Instructions to follow:
Reproduce the entries in full, with no changes.
[Data section — start]
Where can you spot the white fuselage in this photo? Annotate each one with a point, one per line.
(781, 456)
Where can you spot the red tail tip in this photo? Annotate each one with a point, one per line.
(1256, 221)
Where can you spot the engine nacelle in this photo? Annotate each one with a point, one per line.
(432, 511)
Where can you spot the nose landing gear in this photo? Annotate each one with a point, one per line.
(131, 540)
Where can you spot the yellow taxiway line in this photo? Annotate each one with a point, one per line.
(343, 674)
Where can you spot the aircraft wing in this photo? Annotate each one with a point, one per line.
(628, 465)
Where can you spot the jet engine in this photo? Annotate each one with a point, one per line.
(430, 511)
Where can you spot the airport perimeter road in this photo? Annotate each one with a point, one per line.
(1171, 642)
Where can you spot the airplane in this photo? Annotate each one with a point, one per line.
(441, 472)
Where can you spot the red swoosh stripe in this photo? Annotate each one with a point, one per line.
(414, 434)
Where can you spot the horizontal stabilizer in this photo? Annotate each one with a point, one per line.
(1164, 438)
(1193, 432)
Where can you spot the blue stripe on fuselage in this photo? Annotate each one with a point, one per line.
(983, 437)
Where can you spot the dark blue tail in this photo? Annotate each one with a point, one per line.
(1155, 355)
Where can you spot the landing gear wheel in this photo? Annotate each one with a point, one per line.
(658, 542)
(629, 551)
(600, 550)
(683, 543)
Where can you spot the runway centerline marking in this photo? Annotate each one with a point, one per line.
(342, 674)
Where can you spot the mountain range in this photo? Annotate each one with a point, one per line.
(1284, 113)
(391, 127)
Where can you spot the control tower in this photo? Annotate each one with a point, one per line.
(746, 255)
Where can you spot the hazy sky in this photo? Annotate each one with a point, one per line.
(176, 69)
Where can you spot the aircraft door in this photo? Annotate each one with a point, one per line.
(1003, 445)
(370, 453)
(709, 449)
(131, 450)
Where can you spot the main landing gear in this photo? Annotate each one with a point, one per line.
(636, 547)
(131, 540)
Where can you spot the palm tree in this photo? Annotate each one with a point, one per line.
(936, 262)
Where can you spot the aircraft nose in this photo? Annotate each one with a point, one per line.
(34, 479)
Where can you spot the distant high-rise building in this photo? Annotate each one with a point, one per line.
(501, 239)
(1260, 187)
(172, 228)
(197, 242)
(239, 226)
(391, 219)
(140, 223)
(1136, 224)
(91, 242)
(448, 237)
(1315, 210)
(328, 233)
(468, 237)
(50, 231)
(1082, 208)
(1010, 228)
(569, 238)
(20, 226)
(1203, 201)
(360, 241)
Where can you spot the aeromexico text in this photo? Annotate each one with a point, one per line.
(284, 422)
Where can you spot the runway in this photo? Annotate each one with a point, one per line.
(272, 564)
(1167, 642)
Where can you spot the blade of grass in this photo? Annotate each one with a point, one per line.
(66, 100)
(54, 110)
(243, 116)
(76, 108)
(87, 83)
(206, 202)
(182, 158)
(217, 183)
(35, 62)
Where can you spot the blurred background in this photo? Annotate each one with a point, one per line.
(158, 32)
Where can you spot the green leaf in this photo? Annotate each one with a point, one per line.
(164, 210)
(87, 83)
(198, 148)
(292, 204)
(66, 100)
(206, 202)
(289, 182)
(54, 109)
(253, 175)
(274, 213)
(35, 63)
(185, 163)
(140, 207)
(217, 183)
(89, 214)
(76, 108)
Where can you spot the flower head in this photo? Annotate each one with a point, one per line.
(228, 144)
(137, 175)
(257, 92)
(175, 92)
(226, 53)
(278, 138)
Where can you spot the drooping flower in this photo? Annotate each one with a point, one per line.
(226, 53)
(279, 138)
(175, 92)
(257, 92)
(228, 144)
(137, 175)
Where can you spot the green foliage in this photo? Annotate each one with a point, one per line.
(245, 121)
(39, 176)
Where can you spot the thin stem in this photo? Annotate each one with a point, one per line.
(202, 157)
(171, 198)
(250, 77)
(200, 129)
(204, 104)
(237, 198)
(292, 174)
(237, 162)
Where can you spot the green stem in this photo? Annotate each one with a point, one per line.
[Data section — finish]
Response for this exercise:
Where can you spot the white fuselage in this photo? Annotate each one with a point, one per line.
(781, 456)
Where can you spot the red tail tip in this photo? Annotate each one with a point, one per line.
(1256, 221)
Where can you spot the engine nacelle in this photo? Annotate each one with a point, one per line.
(432, 511)
Where can you spot the nose landing gear in this photo? Annotate each one with a point, one per line.
(131, 540)
Where can you spot the yellow taxiway line in this photo? Annotate each one with a point, one per line.
(343, 674)
Where can you spot the aircraft wing in this photo? Annotate each one with a point, one per line.
(628, 465)
Where can you spot the jet engine in this photo? Annotate each one with a point, one per line.
(430, 511)
Where can you spot the airport perimeter road in this photo? Annotate each one with a point, one per line.
(1171, 642)
Where can you spot the airplane in this photo? Annotate each one with a point, one per line.
(441, 472)
Where can you spot the red swoosh stripe in this photo? Annotate each one with a point, one per line.
(414, 434)
Where can you spot the horizontal stabilizer in this photo? Annotate each one with a point, one per line.
(1164, 438)
(1193, 432)
Where can you spot the blue stripe on fuselage in this photo? Annotate each one with a point, one per line.
(983, 437)
Where can you spot the dark blue tail in this photo? Annotate each one with a point, one per line.
(1155, 355)
Where can you spot the landing gear wheel in this photo? Annotate each one with a point, one per line.
(658, 542)
(629, 551)
(600, 550)
(683, 543)
Where can you spot the runway centerline marking in this photo? Annotate each one with a point, one per line.
(342, 674)
Where can you spot the mountain range in this photo? Annotate each one with a point, one per line.
(1284, 113)
(391, 127)
Where can you spot the control tower in this photo? Annotate each one with a point, one per line.
(746, 255)
Where can you spot the hazy sky in this photo? Annotate each one with a point, one per line.
(176, 69)
Where can you spot the aircraft door in this photo? Annotate each one with a point, one per line.
(1003, 445)
(370, 453)
(709, 449)
(131, 450)
Where can you spot the main landing gear in this photo? Annotate each one with a point, one per line.
(636, 547)
(131, 540)
Where can you spot the palm tree in this photo? Annotate each one with a point, one per line.
(936, 262)
Where can you spot the aircraft nose in this photo? Annotate each one with a point, one per line.
(34, 479)
Where can you spot the distant high-rise building in this photo? Annotate each one with a point, one per line.
(501, 239)
(1260, 187)
(172, 228)
(197, 242)
(239, 226)
(391, 219)
(140, 223)
(1136, 224)
(91, 242)
(448, 237)
(1315, 210)
(328, 233)
(468, 237)
(50, 231)
(1082, 208)
(1010, 228)
(569, 238)
(20, 226)
(1203, 201)
(360, 241)
Where can you spot the aeromexico text in this photo? Annotate each one with a point, one per line.
(284, 422)
Where can you spot the runway in this photo? Annotate each one with a point, one per line.
(272, 564)
(1167, 642)
Where can you spot the blade of grass in this photo? Annotate each one with a point, one per line.
(66, 100)
(54, 110)
(243, 116)
(76, 108)
(87, 83)
(206, 202)
(182, 158)
(217, 183)
(35, 62)
Where can you spot the blurred background in this photo? Annotate each one with a point, one per line.
(158, 32)
Where can you spot the green leaf in this photo? Annotate each one with a point, one per line.
(164, 210)
(87, 83)
(198, 148)
(292, 204)
(66, 100)
(206, 202)
(289, 182)
(54, 109)
(253, 175)
(274, 213)
(35, 63)
(185, 163)
(140, 207)
(217, 183)
(89, 214)
(76, 108)
Where can you spot the flower head in this photo? Annotate each one with a point, one per line.
(228, 144)
(137, 175)
(257, 92)
(175, 92)
(226, 53)
(278, 138)
Where can you spot the drooping flower in this photo? Annotate each one with a point, one per line.
(226, 53)
(279, 138)
(175, 92)
(257, 92)
(228, 144)
(137, 175)
Where can you spot the green foliage in this photo? Annotate each one with a point, one per line.
(245, 121)
(39, 176)
Where can you spot the thin stem in this photo? Annotate each one with a point, one per line.
(202, 157)
(171, 198)
(250, 77)
(200, 129)
(204, 104)
(237, 198)
(292, 174)
(237, 162)
Where can you spot the green stem in this photo? Annotate each one with a point, one per line.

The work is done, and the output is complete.